--- START OF Provided data ---

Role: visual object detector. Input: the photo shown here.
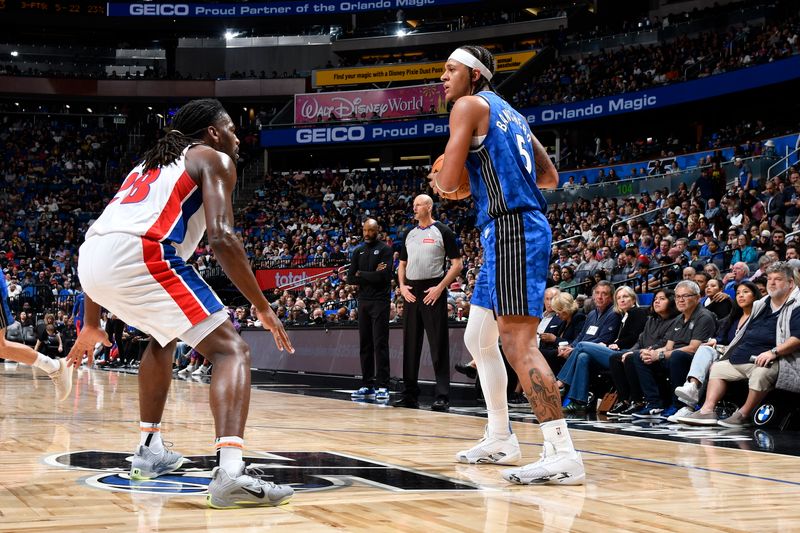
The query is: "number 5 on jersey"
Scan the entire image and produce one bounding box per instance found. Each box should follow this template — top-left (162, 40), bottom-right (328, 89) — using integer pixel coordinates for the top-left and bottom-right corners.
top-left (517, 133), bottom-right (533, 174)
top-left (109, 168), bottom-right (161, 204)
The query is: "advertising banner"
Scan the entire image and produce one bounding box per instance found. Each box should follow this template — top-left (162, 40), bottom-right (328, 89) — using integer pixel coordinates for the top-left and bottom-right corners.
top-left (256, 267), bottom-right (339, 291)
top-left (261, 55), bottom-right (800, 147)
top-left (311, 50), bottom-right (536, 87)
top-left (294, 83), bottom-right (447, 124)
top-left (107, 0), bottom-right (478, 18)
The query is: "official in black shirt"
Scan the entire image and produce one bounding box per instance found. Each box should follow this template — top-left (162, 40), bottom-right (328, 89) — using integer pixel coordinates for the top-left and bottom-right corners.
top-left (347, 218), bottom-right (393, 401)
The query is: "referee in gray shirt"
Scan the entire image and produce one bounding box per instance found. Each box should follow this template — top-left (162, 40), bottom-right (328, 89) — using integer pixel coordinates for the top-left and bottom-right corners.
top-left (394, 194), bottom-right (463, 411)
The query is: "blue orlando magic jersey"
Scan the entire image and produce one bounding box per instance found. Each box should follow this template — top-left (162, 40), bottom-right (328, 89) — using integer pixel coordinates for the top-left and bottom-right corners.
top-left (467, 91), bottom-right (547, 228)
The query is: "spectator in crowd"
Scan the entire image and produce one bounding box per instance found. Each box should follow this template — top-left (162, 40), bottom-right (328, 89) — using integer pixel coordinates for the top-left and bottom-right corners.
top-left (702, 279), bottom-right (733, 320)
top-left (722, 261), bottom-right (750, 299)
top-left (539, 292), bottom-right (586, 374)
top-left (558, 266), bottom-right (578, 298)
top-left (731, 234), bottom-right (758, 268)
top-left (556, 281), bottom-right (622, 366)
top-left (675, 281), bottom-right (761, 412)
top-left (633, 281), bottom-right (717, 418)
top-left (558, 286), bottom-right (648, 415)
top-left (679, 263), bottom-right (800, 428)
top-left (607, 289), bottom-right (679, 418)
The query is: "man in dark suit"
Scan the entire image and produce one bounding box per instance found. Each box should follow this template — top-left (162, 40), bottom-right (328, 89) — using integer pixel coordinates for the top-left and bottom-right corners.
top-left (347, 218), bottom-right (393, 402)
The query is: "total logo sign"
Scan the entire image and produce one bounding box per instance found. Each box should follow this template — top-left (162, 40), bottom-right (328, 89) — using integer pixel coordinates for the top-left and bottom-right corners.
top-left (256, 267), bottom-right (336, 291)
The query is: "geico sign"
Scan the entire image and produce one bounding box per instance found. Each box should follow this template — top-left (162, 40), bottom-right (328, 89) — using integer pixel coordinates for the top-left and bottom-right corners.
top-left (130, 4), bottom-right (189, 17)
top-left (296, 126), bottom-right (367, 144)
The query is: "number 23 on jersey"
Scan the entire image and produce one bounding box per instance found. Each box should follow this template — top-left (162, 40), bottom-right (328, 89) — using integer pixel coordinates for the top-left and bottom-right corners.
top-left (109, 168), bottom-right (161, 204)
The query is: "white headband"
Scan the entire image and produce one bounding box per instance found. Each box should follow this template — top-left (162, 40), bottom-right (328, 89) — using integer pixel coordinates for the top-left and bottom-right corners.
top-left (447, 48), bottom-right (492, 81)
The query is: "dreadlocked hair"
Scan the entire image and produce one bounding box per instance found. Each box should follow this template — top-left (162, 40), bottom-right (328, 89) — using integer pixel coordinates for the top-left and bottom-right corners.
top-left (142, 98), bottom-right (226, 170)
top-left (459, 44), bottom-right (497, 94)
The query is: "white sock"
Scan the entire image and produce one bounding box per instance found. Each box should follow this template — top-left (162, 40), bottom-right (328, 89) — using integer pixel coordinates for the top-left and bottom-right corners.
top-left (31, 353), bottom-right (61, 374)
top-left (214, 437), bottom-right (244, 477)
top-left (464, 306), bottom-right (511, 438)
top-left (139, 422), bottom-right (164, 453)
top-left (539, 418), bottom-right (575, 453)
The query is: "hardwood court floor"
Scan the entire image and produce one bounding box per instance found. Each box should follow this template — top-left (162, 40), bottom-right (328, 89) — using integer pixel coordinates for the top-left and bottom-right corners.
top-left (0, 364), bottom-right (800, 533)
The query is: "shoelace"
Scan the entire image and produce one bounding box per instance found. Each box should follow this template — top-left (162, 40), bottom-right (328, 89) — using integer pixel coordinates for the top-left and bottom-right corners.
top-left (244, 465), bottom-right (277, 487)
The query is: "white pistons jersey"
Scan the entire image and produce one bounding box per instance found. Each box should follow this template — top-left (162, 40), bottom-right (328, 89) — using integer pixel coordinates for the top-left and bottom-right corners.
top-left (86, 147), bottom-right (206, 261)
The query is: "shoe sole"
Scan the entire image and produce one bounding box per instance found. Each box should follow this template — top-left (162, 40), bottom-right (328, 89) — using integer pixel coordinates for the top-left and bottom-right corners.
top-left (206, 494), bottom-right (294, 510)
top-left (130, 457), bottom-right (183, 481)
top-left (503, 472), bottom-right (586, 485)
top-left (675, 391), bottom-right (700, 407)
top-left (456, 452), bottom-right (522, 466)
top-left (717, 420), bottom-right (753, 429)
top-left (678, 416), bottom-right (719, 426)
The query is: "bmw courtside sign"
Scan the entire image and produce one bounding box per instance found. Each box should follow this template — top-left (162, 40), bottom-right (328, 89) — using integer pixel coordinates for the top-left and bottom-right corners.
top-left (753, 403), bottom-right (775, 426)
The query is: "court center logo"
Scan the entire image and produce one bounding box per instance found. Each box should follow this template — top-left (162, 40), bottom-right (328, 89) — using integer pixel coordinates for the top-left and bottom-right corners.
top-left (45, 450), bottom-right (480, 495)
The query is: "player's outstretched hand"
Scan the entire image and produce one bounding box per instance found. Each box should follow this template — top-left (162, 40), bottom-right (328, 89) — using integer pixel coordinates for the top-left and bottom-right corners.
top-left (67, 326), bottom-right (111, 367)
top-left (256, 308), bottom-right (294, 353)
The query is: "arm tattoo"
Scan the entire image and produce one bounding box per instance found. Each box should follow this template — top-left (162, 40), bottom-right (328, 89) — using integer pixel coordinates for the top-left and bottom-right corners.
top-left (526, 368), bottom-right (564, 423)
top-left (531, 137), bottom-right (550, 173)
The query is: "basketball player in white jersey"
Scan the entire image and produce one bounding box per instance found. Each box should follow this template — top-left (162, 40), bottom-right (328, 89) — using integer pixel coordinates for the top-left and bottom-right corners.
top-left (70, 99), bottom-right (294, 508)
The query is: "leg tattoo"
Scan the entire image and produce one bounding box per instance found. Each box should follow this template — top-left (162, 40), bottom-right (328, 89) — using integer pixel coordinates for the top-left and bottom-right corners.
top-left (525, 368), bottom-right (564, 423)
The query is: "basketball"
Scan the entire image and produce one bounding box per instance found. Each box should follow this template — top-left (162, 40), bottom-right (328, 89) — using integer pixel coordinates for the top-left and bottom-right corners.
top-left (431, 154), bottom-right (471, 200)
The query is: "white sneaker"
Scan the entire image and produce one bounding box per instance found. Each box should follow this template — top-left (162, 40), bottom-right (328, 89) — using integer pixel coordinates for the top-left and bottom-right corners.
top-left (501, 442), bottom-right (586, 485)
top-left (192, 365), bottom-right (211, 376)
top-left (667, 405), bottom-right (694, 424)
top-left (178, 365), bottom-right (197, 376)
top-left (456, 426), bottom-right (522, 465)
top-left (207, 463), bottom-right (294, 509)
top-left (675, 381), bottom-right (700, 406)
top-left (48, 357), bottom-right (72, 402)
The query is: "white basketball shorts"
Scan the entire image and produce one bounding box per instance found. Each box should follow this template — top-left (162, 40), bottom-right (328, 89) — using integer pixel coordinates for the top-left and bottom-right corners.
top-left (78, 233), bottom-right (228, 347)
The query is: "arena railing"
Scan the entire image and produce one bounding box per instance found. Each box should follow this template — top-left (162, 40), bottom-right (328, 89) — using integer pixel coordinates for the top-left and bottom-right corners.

--- END OF Provided data ---

Task goal =
List every line in the records above that contains the string "basketball", copying each such line in full.

Final answer =
The query is: "basketball player in white jersey"
The query is: "basketball"
The query is: "white basketball shorts"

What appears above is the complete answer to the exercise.